# [TEXT PROVIDED]
[start]

EP-4738121-A2 - HARDWARE ACCELERATOR SERVICE AGGREGATION

EP4738121A2EP 4738121 A2EP4738121 A2EP 4738121A2EP-4738121-A2

Abstract

The present disclosure includes systems, methods, and computer-readable mediums for discovering capabilities of local and remote hardware (HW) accelerator cards. A local hardware (HW) accelerator card may provide, via a communication interface, a listing of acceleration services from the local HW accelerator card. The listing of acceleration services may include a first set of acceleration services provided by one or more accelerators of the local HW accelerator card and a second set of acceleration services provided by one or more accelerators of a remote HW accelerator card. A workload instruction defining a workload for processing by at least one of the acceleration services of the second set of acceleration services may be received from a processor of a computing device. The workload instruction may be forwarded to the remote HW accelerator card.

Inventors

KELKAR, Shrikant
ADHAV, Gargi
SHARMA, LAKSHMI
Jayadevan, Manoj
PATEL, PARVEEN
RANGANATHAN, PARTHASARATHY

Assignees

Google LLC

Dates

Publication Date: 20260506
Application Date: 20221027

Claims (15)

A method comprising: generating, by an accelerated services manager (ASM) executing on one or more processors of a local hardware (HW) accelerator card, a first set of acceleration services provided by one or more accelerators of the local HW accelerator card; receiving, by the ASM, from another ASM executing on a remote HW accelerator card, a second set of acceleration services provided by one or more accelerators of the remote HW accelerator card; providing, by one or more processors of a local hardware (HW) accelerator card, via a communication interface, a listing of acceleration services from the local HW accelerator card, the listing of acceleration services including the first set of acceleration services and the second set of acceleration services; receiving, by the one or more processors, a workload instruction from a processor of a computing device, the workload instruction defining a workload for processing by at least one of the acceleration services of the second set of acceleration services; forwarding, by the ASM, the workload instruction to the remote HW accelerator card; and after determining a failure to process the workload instruction by the remote HW accelerator card, sending, by the ASM, an updated workload instruction to a different HW accelerator card for processing by at least one acceleration service of the different HW accelerator.
The method of claim 1, further comprising: receiving, by the one or more processors, a processed workload from the remote HW accelerator card, the processed workload being the workload after processing by the at least one of the acceleration services of the second set of acceleration services.
The method of claim 2, further comprising: forwarding, by the one or more processors, the processed workload to the processor of the computing device.
The method of claim 1, wherein forwarding the workload instruction to the remote HW accelerator card comprises sending the workload instruction to the other ASM.
The method of claim 1, wherein prior to receiving the second set of acceleration services, the ASM requests a listing of the second set of acceleration services from the other ASM.
The method of claim 1, wherein the ASM identifies and prunes unhealthy acceleration services from the listing of acceleration services.

[end]

# [EXERCISE REQUIREMENTS]
Carry on the hardware accelerator patent text with the next claims after the one on pruning unhealthy acceleration services. The entries that come next are separate material with no connection to the hardware accelerator patent text.

# [DATASET CONTENT]
[start]

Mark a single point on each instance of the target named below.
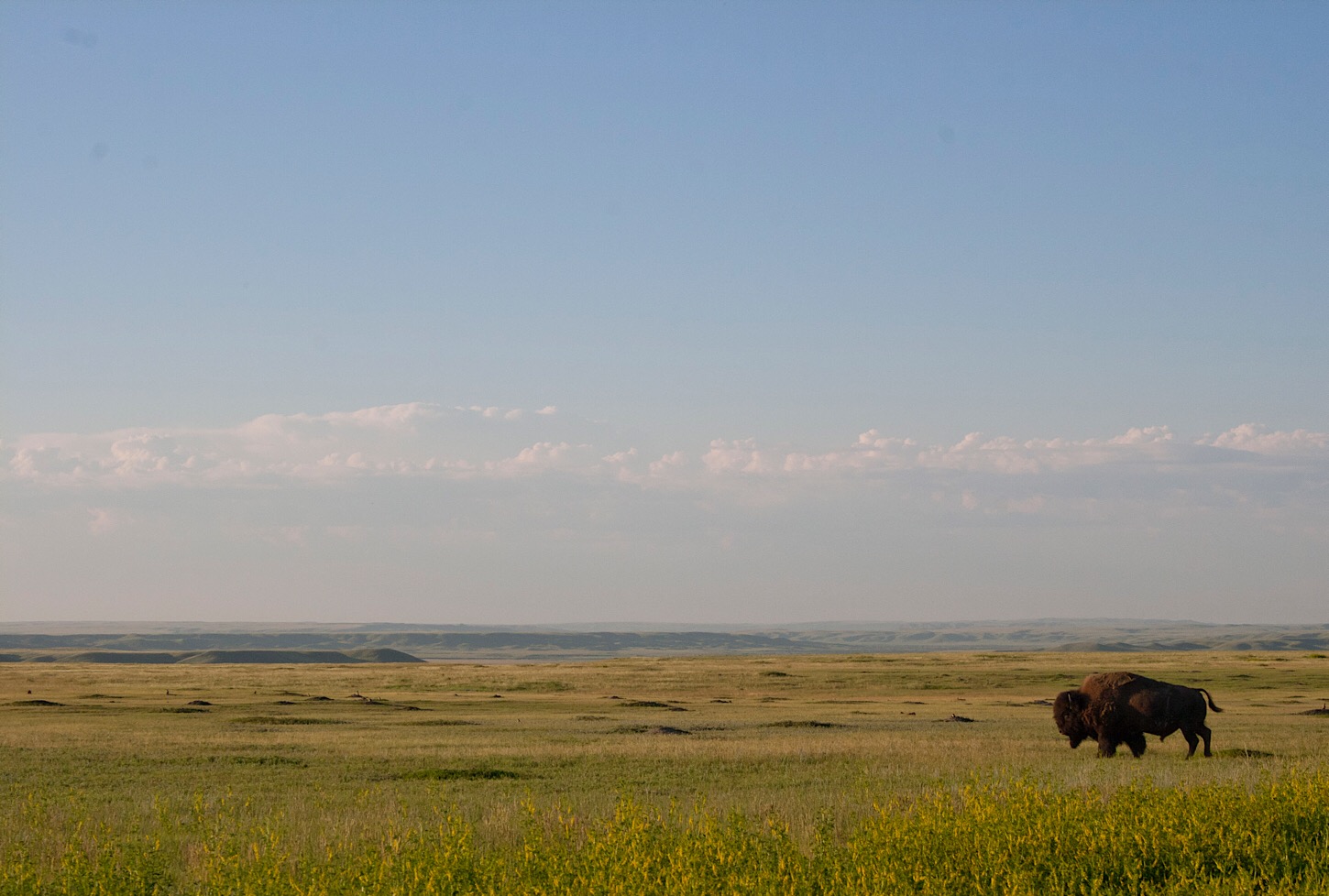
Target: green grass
(838, 775)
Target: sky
(679, 312)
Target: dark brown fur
(1122, 707)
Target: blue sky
(673, 311)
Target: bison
(1122, 707)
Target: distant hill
(343, 644)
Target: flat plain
(333, 758)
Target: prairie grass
(708, 775)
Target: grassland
(937, 772)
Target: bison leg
(1191, 740)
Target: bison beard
(1122, 707)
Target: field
(923, 772)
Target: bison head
(1069, 712)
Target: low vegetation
(833, 775)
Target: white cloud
(1058, 477)
(1258, 439)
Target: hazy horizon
(675, 311)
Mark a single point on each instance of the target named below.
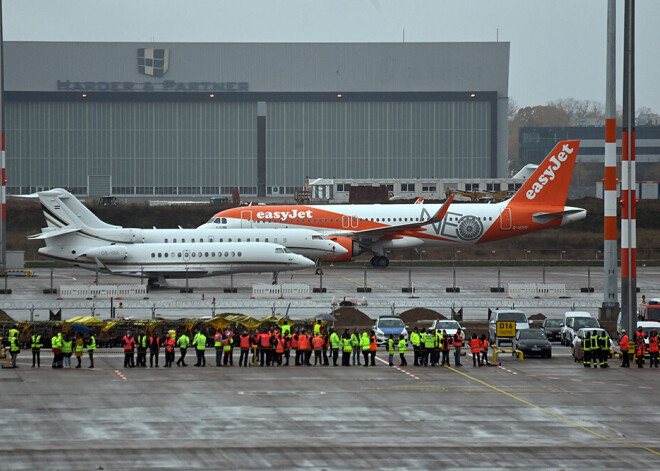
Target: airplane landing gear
(380, 261)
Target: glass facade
(208, 147)
(417, 139)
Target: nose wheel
(380, 261)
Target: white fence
(537, 289)
(105, 291)
(281, 291)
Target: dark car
(552, 329)
(532, 342)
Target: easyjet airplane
(539, 204)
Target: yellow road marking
(560, 417)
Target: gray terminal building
(195, 119)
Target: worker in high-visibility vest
(36, 350)
(402, 351)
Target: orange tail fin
(548, 185)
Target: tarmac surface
(529, 414)
(28, 302)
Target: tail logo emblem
(550, 172)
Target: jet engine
(349, 244)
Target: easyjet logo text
(549, 173)
(284, 215)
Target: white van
(566, 325)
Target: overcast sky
(557, 46)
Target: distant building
(196, 119)
(536, 142)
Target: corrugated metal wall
(198, 148)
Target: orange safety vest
(303, 342)
(128, 344)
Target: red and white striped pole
(628, 178)
(610, 306)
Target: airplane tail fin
(549, 183)
(62, 209)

[end]

# [RESPONSE BELOW]
The method of claim 6, wherein identifying the unhealthy acceleration services includes: determining, by the ASM, the failure to process the workload instruction by the at least one of the acceleration services of the second set of acceleration services.
The method of claim 7, wherein pruning the unhealthy acceleration services includes: marking the at least one of the acceleration services of the second set of acceleration services as unhealthy; or removing the at least one of the acceleration services of the second set of acceleration services from the listing of acceleration services.
The method of claim 1, wherein the workload instruction further defines processing by at least one acceleration service of at least one other remote HW accelerator card.
A system comprising: a communication interface; a local hardware (HW) accelerator card including one or more processors and one or more accelerators, the one or more processors configured to: generate, by an accelerated services manager (ASM) executing on the one or more processors a first set of acceleration services provided by the one or more accelerators; receiving, by the ASM, from another ASM executing on a remote HW accelerator card, a second set of acceleration services provided by one or more accelerators of the remote HW accelerator card; provide, via the communication interface, a listing of acceleration services from the local HW accelerator card, the listing of acceleration services including the first set of acceleration services and the second set of acceleration services; receive a workload instruction from a processor of a computing device, the workload instruction defining a workload for processing by at least one of the acceleration services of the second set of acceleration services; forward, by the ASM, the workload instruction to the remote HW accelerator card; and send, by the ASM after determining a failure to process the workload instruction by the remote HW accelerator card, an updated workload instruction to a different HW accelerator card for processing by at least one acceleration service of the different HW accelerator.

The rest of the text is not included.